=== EXTRACT TO READ ===

Hi, what are you looking for?

Follow Us

Movies

A.I. Movie and the Limits of Love

When Steven Spielberg’s A.I.: Artificial Intelligence was released in theaters at the end of June 2001, all anyone wanted to talk about was Stanley Kubrick. Although Kubrick’s final film was the posthumously released Eyes Wide Shut from 1999, his name was on the lips of viewers and critics when A.I. came out because Kubrick was the one who originally acquired the rights to the source material, Brian Aldiss’s short story “Supertoys Last All Summer Long,” and began to try to develop a film version. He was the one who’d shepherded the project for years, attempting and rejecting different special effects, even discussing the movie with Spielberg in the mid-1980s, when the younger filmmaker was becoming a brand. In the mid-1990s, Kubrick offered Spielberg the chance to direct what would become A.I. with Kubrick serving as producer. Spielberg initially accepted, though he changed course and worked on other projects. It wasn’t until after Kubrick’s death that the idea of reviving A.I. was floated, and Spielberg took on writing duties, basing his screenplay and the finished product on the treatments and scripts left behind by Kubrick and Aldiss. This was, the consensus seemed to be, a joint venture between the living filmmaker and the departed one, a belief encouraged by the film’s marketing teams. Whether praising or damning it, critics often echoed some version of the thought that the film was “a curious and uncomfortable hybrid of Kubrick and Spielberg sensibilities,” in the words of Roger Ebert. Additionally, many writers at the time thought the film’s final section—20 or so minutes set two millennia after the events of the rest of the film—were wholly the work of Spielberg, with James Berardinelli writing, “There is no doubt that the concluding 30 minutes are all Spielberg; the outstanding question is where Kubrick’s vision left off and Spielberg’s began.”

This, I would like to submit, is an understandable but totally wrong-headed way to look at A.I. that fundamentally ignores what kind of filmmaker Spielberg had already become. It’s not, as Aldiss himself even said, a case of “Spielberg adding some sugar to Kubrick’s wine,” but rather Spielberg allowing himself to embrace the darker and more troubled stories he wanted to tackle. It’s a bleak, sad, wrenching movie about loss and alienation, but that doesn’t mean it’s a bad fit for Spielberg. On the contrary: it means it’s a good one.

The early rap on Spielberg was that he was too cheesy to be taken seriously. He made happy-go-lucky pictures that were pure popcorn entertainment, stuffed with wonder, in love with nostalgia, and devoid of anything deep. Writing in Easy Riders, Raging Bulls, his history of 1970s moviemaking in America, Peter Biskind said that Spielberg and cohort George Lucas “returned the ’70s audience, grown sophisticated on a diet of European and New Hollywood films, to the simplicities of the pre-’60s Golden Age of movies….They marched backwards through the looking glass, producing pictures that were the mirror opposites of the New Hollywood films of their peers. They were, as [Pauline] Kael first pointed out, infantilizing the audience, reconstituting the spectator as child, then overwhelming him and her with sound and spectacle, obliterating irony, aesthetic self-consciousness, and critical reflection.”

=== ROWS ===

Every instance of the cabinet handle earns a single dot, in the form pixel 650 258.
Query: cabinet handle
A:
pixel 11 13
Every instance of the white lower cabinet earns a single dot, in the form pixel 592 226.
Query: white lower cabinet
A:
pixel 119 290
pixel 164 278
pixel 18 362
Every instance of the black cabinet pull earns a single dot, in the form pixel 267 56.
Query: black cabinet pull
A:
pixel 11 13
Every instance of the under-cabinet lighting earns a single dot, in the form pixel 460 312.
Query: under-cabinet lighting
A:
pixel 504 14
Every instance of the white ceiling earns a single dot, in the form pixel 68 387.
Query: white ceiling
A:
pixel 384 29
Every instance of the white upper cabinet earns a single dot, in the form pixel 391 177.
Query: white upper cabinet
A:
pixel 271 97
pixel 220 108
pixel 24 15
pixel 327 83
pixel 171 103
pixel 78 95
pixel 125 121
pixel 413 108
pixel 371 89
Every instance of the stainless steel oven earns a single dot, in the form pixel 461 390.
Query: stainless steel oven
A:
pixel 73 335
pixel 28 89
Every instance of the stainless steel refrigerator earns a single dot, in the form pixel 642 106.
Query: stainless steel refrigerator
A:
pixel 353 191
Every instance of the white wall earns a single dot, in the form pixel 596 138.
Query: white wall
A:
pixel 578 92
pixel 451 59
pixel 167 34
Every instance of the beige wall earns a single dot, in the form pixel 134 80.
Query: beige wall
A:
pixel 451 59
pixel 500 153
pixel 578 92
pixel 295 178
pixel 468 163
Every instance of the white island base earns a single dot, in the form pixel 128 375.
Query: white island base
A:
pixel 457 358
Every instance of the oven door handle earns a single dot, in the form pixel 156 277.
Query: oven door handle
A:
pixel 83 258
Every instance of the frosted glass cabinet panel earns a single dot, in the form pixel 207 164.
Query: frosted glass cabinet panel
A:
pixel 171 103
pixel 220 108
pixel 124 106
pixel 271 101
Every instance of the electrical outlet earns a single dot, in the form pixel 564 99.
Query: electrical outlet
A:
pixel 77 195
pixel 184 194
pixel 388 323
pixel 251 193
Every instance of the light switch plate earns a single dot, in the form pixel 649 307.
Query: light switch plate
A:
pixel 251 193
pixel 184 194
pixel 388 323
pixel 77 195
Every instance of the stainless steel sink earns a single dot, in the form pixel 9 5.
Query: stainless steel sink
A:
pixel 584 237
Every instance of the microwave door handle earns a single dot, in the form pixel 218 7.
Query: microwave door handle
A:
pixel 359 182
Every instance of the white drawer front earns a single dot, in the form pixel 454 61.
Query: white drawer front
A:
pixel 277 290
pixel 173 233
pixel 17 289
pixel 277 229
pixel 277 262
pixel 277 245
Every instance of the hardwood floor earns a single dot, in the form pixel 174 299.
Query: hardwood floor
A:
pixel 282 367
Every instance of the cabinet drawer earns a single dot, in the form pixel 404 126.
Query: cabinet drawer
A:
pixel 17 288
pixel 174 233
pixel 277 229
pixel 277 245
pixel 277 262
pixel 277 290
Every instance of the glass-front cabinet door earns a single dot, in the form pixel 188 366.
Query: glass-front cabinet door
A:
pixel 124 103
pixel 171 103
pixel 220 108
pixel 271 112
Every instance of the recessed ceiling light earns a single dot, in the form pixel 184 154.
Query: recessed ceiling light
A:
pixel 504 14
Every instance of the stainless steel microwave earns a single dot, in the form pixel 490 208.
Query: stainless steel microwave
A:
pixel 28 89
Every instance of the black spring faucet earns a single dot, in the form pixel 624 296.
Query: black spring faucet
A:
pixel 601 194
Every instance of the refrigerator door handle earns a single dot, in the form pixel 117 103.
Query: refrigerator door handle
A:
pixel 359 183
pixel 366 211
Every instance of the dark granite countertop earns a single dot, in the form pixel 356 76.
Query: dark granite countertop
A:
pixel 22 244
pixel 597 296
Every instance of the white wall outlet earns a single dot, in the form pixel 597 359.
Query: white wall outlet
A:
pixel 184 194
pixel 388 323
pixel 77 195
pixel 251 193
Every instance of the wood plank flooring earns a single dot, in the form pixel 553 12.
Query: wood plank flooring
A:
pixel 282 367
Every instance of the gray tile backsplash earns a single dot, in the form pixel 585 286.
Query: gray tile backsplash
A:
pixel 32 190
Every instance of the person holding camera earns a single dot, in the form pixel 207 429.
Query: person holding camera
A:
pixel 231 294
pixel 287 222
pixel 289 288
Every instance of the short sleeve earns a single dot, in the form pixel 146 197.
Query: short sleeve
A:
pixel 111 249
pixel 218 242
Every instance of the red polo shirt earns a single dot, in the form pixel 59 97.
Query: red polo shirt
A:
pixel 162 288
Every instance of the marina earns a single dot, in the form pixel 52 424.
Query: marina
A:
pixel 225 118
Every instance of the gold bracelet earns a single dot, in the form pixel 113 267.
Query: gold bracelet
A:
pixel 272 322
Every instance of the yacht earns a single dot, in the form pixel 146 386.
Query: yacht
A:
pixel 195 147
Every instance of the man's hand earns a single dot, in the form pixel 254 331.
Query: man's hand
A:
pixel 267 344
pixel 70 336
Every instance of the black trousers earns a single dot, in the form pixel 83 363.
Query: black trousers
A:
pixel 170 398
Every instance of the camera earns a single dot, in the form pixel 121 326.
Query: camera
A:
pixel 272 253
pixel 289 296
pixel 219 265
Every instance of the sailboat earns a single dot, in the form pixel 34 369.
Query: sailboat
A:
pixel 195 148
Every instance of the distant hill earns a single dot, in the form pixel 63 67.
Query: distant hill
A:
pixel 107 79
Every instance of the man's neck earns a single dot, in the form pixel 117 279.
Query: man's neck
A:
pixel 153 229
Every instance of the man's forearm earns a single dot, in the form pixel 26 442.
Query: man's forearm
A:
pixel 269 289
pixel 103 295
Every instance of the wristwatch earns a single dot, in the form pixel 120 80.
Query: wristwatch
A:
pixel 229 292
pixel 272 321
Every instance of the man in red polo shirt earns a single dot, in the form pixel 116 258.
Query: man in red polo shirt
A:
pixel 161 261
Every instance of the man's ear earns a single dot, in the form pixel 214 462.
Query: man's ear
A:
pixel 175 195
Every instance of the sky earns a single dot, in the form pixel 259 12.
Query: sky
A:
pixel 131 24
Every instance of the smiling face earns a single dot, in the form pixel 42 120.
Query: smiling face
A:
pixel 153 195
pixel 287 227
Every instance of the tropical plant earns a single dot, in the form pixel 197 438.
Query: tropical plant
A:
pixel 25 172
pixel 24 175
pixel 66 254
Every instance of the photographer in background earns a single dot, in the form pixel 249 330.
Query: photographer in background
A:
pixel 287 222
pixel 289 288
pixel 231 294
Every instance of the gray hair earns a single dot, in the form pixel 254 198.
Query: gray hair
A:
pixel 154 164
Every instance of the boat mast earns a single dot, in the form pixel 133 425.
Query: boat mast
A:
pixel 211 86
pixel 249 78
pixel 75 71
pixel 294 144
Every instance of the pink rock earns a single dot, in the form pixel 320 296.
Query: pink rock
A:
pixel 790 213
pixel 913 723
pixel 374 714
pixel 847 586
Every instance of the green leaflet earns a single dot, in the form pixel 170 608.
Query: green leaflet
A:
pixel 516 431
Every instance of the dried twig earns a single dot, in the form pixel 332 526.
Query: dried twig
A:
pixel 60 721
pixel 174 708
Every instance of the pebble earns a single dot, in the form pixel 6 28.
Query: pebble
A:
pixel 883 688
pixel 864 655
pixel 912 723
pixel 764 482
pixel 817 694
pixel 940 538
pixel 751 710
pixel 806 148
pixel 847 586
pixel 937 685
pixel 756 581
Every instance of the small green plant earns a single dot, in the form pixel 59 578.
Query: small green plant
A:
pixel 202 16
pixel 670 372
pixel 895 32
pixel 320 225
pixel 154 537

===

**PROBLEMS TO WORK ON:**
- a) According to the article on Spielberg's A.I., what short story was the film's source material?
- b) Retype the passage of the A.I. article from "This, I would" up to and including "a good one.".
- c) Extend the article on Spielberg's A.I. by continuing its text from where it stops.

**FINAL ANSWERS:**
- a) Brian Aldiss's short story "Supertoys Last All Summer Long."

- b)
This, I would like to submit, is an understandable but totally wrong-headed way to look at A.I. that fundamentally ignores what kind of filmmaker Spielberg had already become. It’s not, as Aldiss himself even said, a case of “Spielberg adding some sugar to Kubrick’s wine,” but rather Spielberg allowing himself to embrace the darker and more troubled stories he wanted to tackle. It’s a bleak, sad, wrenching movie about loss and alienation, but that doesn’t mean it’s a bad fit for Spielberg. On the contrary: it means it’s a good one.

- c)
This is, in the tradition of a troubling amount of film criticism, technically accurate and emotionally misleading. Spielberg could absolutely capture a sensibility of classic entertainment and emotion that harked back to an earlier era, from the serial-revival Raiders of the Lost Ark to the soul-wrenching E.T.: The Extra-Terrestrial. But to pigeonhole Spielberg as a man obsessed with whiz-bang magic and nothing else is to miss out on the work and emotion of one of the great filmmakers of the 20th century, a man who has spent his career haunted by loss, grief, and absence that he’s transmuted into film. Look how many fathers are barely around or not there at all, whether it’s the single mom in E.T. struggling to understand her kids’ ordeal or the father in Close Encounters of the Third Kind who just abandons his family to chase and potentially live with aliens. Jurassic Park is all about a surrogate family. Hook may have been so bad that Spielberg didn’t make another children’s picture for almost two decades, but it was undeniably a movie about a neglectful father realizing almost too late that he needed to save his kids from a life where they didn’t need him.

To say nothing of the movies where Spielberg wrestles with the atrocities of man. He’s spoken of how he drifted away from the Jewish faith he was raised in as he grew older, only to “rediscover the honor of being a Jew” in the early 1990s, before producing and directing the masterpiece Schindler’s List. There’s Munich, in which he revisits the ideas of vengeance and regret. There’s Amistad and Lincoln, in which he interrogates America’s myths about its forming. There’s Saving Private Ryan, instantly historic for redefining how war was portrayed on film with its stunning recreation of D-Day, but truly great for its appreciation of the weight, horror, and pointlessness of war. And on, and on.

All that to say, Spielberg and “Spielberg” are two totally different ideas, and the second one isn’t real. This is why he’s such a good match for A.I., which is just a reworking of Pinocchio with the sheen of modern technological dystopianism.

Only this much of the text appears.